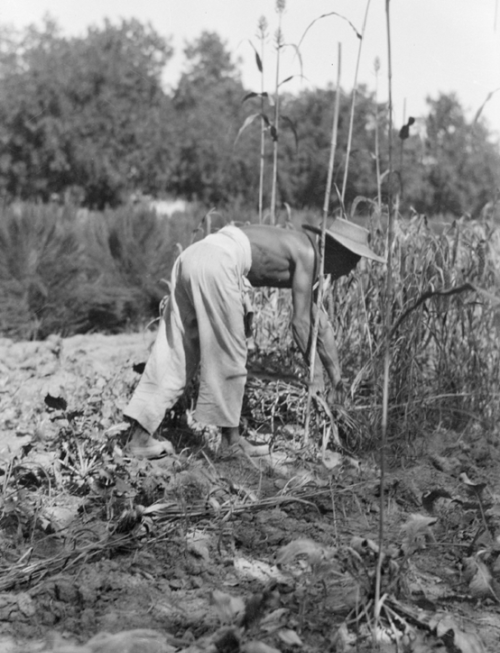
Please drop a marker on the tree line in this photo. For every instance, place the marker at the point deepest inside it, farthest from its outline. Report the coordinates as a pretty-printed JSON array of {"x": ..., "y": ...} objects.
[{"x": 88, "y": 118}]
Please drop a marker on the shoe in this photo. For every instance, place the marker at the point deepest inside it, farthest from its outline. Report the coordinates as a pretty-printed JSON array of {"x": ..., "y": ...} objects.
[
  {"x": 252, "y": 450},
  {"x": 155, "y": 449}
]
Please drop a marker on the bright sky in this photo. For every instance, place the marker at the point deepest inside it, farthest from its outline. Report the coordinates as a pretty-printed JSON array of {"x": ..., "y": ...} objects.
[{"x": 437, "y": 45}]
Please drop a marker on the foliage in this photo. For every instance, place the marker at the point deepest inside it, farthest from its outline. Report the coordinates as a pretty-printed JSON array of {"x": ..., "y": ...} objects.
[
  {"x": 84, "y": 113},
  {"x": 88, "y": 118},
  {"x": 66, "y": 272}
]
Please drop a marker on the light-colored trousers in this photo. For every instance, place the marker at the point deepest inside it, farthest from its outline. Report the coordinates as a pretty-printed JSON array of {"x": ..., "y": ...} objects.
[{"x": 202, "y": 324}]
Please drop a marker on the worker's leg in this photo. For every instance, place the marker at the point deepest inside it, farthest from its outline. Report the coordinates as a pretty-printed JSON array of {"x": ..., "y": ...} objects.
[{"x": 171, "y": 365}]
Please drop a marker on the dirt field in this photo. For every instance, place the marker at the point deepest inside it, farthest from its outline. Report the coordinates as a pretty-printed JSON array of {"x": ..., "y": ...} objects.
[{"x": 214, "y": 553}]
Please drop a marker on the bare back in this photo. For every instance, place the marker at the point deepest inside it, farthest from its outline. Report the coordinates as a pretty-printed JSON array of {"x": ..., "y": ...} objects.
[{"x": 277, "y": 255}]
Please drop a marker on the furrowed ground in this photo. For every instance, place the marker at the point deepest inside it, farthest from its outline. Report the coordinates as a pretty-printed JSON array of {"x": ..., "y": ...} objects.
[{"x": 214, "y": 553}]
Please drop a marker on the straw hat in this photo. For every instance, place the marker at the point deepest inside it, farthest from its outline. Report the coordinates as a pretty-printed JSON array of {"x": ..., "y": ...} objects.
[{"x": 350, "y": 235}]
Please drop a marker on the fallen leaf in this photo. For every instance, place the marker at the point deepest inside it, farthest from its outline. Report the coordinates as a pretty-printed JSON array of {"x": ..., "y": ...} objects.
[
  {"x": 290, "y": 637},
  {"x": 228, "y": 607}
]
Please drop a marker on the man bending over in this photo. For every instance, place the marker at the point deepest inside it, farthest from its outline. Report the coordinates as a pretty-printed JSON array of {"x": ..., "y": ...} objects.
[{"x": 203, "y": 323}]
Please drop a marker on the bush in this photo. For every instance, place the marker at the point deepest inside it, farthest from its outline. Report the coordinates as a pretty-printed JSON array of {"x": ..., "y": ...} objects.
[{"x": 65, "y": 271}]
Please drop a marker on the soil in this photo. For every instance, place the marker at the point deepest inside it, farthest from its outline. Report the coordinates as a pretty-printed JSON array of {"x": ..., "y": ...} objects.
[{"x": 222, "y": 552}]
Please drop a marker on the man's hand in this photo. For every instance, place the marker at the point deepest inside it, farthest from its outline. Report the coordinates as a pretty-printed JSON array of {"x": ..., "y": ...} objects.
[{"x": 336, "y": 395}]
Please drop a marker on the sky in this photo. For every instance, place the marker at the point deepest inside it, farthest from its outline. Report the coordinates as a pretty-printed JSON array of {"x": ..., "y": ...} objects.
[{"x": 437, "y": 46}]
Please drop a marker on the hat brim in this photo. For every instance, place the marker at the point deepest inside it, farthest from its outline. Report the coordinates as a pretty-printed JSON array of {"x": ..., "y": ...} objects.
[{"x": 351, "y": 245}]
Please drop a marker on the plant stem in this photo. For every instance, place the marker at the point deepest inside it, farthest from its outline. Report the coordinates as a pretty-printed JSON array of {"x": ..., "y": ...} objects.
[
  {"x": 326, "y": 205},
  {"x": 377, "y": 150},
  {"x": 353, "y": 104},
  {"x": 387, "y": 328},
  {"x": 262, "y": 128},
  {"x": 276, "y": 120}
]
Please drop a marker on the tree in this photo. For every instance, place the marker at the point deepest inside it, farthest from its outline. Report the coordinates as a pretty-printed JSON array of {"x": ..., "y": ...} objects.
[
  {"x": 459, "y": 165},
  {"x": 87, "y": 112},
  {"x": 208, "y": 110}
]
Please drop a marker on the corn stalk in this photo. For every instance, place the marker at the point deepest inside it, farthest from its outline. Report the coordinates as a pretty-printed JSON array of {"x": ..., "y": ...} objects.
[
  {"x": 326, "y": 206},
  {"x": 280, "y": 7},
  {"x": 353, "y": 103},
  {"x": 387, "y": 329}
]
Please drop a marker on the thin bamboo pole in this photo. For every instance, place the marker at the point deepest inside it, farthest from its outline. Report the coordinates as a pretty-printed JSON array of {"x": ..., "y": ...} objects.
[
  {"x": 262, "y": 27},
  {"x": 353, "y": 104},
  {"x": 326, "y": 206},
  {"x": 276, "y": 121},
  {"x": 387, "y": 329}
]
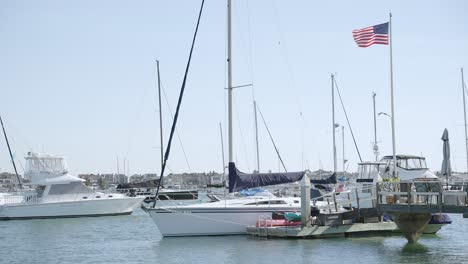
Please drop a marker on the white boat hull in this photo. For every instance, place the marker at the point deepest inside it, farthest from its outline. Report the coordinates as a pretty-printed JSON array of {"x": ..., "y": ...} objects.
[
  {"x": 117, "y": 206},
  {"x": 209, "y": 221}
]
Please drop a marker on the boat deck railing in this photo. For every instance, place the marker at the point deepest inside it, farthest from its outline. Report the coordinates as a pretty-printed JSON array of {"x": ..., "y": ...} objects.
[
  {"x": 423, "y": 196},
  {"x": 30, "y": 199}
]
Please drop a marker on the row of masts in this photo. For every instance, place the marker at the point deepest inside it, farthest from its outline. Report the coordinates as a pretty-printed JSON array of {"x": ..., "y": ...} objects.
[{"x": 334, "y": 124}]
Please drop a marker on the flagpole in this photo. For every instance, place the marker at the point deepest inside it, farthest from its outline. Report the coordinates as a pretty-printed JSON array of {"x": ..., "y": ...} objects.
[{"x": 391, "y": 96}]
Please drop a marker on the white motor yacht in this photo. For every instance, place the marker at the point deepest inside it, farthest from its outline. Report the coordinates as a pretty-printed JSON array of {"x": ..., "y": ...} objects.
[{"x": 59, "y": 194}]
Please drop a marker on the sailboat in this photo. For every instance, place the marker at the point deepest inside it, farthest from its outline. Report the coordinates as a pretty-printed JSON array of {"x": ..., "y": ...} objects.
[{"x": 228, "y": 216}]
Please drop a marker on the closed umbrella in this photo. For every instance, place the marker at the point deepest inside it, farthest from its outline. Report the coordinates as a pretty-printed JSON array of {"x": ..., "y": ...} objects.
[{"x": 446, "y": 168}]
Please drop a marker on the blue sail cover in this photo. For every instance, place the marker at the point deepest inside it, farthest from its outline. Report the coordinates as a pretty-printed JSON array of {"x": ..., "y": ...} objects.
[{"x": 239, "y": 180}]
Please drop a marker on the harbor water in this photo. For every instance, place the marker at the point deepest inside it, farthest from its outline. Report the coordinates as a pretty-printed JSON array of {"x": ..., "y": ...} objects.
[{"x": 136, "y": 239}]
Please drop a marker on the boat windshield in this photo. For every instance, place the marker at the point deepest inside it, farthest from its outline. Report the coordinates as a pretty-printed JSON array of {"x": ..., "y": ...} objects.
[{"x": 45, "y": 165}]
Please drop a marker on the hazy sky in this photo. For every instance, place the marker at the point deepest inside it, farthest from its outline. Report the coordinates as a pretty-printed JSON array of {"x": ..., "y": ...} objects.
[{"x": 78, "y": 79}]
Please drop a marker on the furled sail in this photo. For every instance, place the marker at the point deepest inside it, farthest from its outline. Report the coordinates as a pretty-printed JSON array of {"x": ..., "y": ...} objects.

=-=-=-=-=

Task details
Give exactly, and nothing besides, the lines from the one in which "Please drop a marker on the hazy" occurs through the end of the records.

Reply to the task
Please drop a marker on the hazy sky in this photo. For every instance, place the marker at the point deepest inside it, farthest from its outline. Report the coordinates as a pretty-printed JSON array of {"x": ..., "y": ...} objects.
[{"x": 78, "y": 79}]
Please drop a marker on the furled sail in this photo. For every instance, place the marker at the point deepest inside it, farthest from its outline. Report the coordinates as a pretty-printed JSON array of {"x": ..., "y": ...} objects.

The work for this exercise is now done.